> _TEXT BLOCK_
..........

You can configure the way jrnl behaves in a configuration file. By default, this is ~/.config/jrnl/jrnl.yaml. If you have the XDG_CONFIG_HOME variable set, the configuration file will be saved as $XDG_CONFIG_HOME/jrnl/jrnl.yaml.

!!! note On Windows, the configuration file is typically found at %USERPROFILE%\.config\jrnl\jrnl.yaml.

The configuration file is a YAML file with the following options and can be edited with a plain text editor.

!!! note Backup your journal and config file before editing. Changes to the config file can have destructive effects on your journal!

  • journals paths to your journal files
  • editor if set, executes this command to launch an external editor for writing your entries, e.g. vim. Some editors require special options to work properly, see FAQ <recipes> for details.
  • encrypt if true, encrypts your journal using AES.
  • tagsymbols Symbols to be interpreted as tags. (See note below)
  • default_hour and default_minute if you supply a date, such as last thursday, but no specific time, the entry will be created at this time
  • timeformat how to format the timestamps in your journal, see the python docs for reference
  • highlight if true, tags will be highlighted in cyan.
  • linewrap controls the width of the output. Set to false if you don't want to wrap long lines.
  • colors dictionary that controls the colors used to display journal entries. It has four subkeys, which are: body, date, tags, and title. Current valid values are: BLACK, RED, GREEN, YELLOW, BLUE, MAGENTA, CYAN, WHITE, and NONE. colorama.Fore is used for colorization, and you can find the docs here. To disable colored output, set the value to NONE. If you set the value of any color subkey to an invalid color, no color will be used.
  • display_format specifies formatter to use, formatters available are: boxed, fancy, json, markdown, md, tags, text, txt, xml, or yaml.

!!! note Although it seems intuitive to use the # character for tags, there's a drawback: on most shells, this is interpreted as a meta-character starting a comment. This means that if you type

> `jrnl Implemented endless scrolling on the #frontend of our website.`

your bash will chop off everything after the `#` before passing it to
  `jrnl`. To avoid this, wrap your input into quotation marks like
  this:

> `jrnl "Implemented endless scrolling on the #frontend of our website."`

Or use the built-in prompt or an external editor to compose your entries.

..........

> _RECORD EXCERPTS_
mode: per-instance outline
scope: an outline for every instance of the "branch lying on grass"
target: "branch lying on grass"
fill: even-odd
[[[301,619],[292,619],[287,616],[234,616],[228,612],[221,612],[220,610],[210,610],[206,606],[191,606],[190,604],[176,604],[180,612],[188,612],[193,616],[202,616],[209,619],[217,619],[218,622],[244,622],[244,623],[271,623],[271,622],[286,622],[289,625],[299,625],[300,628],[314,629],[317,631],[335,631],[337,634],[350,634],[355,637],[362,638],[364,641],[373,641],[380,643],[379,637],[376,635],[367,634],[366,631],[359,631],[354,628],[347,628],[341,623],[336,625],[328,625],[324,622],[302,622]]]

..........

> _TASK_
Continue the jrnl configuration text from its last sentence, about composing entries with the built-in prompt or an external editor.

> _OUTPUT FOR THIS TASK_
Modifying Configurations from the Command line

You can override a configuration field for the current instance of jrnl using --config-override CONFIG_KEY CONFIG_VALUE where CONFIG_KEY is a valid configuration field, specified in dot-notation and CONFIG_VALUE is the (valid) desired override value.

You can specify multiple overrides as multiple calls to --config-override. !!! note These overrides allow you to modify any field of your jrnl configuration. We trust that you know what you are doing.

Examples:

#Create an entry using the `stdin` prompt, for rapid logging
jrnl --config-override editor ""

#Populate a project's log
jrnl --config-override journals.todo "$(git rev-parse --show-toplevel)/todo.txt" todo find my towel 

#Pass multiple overrides 
jrnl --config-override display_format fancy --config-override linewrap 20 \
--config-override colors.title green

Multiple journal files

You can configure jrnlto use with multiple journals (eg. private and work) by defining more journals in your jrnl.yaml, for example:

journals:
  default: ~\journal.txt
  work: ~\work.txt

The default journal gets created the first time you start jrnl Now you can access the work journal by using jrnl work instead of jrnl, eg.

jrnl work at 10am: Meeting with @Steve
jrnl work -n 3

will both use ~/work.txt, while jrnl -n 3 will display the last three entries from ~/journal.txt (and so does jrnl default -n 3).

You can also override the default options for each individual journal. If your jrnl.yaml looks like this:

encrypt: false
journals:
default: ~/journal.txt
work:
  journal: ~/work.txt
  encrypt: true
food: ~/my_recipes.txt

Your default and your food journals won't be encrypted, however your work journal will!

You can override all options that are present at the top level of jrnl.yaml, just make sure that at the very least you specify a journal: ... key that points to the journal file of that journal.

Consider the following example configuration

editor: vi -c startinsert 
journals: 
  default: ~/journal.txt 
  work: 
    journal: ~/work.txt 
    encrypt: true 
    display_format: json 
    editor: code -rw 
  food:
    display_format: markdown 
    journal: ~/recipes.txt 

The work journal is encrypted, prints to json by default, and is edited using an existing window of VSCode. Similarly, the food journal prints to markdown by default, but uses all the other defaults.

!!! note Changing encrypt to a different value will not encrypt or decrypt your journal file, it merely says whether or not your journal is encrypted. Hence manually changing this option will most likely result in your journal file being impossible to load.

Known Issues

Unicode on Windows

The Windows shell prior to Windows 7 has issues with unicode encoding. To use non-ascii characters, first tweak Python to recognize the encoding by adding 'cp65001': 'utf_8', to Lib/encoding/aliases.py. Then, change the codepage with chcp 1252 before using jrnl.